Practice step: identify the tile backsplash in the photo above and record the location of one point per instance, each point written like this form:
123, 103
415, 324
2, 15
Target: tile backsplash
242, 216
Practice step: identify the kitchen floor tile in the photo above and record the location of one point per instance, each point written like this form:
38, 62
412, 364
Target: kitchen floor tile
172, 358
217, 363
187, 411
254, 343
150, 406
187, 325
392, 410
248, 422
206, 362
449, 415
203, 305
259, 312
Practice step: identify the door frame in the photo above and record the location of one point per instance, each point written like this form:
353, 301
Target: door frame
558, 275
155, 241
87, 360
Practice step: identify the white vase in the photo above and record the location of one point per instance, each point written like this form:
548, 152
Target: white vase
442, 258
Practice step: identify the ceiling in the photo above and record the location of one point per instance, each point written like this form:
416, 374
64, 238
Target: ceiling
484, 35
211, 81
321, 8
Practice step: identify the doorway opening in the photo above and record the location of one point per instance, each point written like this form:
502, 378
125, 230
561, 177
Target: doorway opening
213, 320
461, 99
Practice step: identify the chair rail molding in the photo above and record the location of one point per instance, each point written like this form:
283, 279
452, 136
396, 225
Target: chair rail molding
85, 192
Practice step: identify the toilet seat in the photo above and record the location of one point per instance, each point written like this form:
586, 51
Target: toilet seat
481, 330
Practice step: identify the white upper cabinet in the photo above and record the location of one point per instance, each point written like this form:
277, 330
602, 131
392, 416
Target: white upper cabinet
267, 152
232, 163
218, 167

....

Repeat exactly the lines from the one containing "Practice step: identify the kitchen" through the last line of the records above, both included, and nothing else.

Practice step: identify the kitchen floor tile in the photo above and record the location of one point per instance, each point written like this form:
38, 62
412, 364
Target: kitchen floor tile
172, 358
217, 363
187, 411
254, 343
150, 406
187, 325
392, 410
248, 422
206, 362
449, 415
203, 305
259, 312
Practice step: identify the door frame in the photo above and record the location of one point per instance, each point written like this form:
353, 301
Target: door frame
558, 275
155, 241
87, 360
Practice step: identify the white vase in the photo above and record the location of one point per instance, each point written like this form:
548, 152
Target: white vase
442, 258
Practice step: identify the ceiling in the photo above and record the location of one point per instance, each point written like this form:
416, 374
64, 238
Target: ceiling
484, 35
211, 81
321, 8
Practice step: identify the doorway opening in the photo above and record the location of one point per instance, each point written like this form:
502, 378
125, 230
561, 177
Target: doorway opening
213, 320
461, 99
Practice step: identify the chair rail molding in the photo above and record the location of one point per instance, each point written like this form:
283, 279
452, 136
396, 225
Target: chair rail molding
85, 192
Practice step: identify the toilet seat in the photo above and record the location of one point per instance, each point written like this form:
586, 51
Target: toilet seat
481, 330
Practice step: identify the white upper cabinet in the photo above and record the location of one point per instance, each point written like this form:
277, 330
602, 131
392, 416
Target: white upper cabinet
267, 152
232, 163
218, 167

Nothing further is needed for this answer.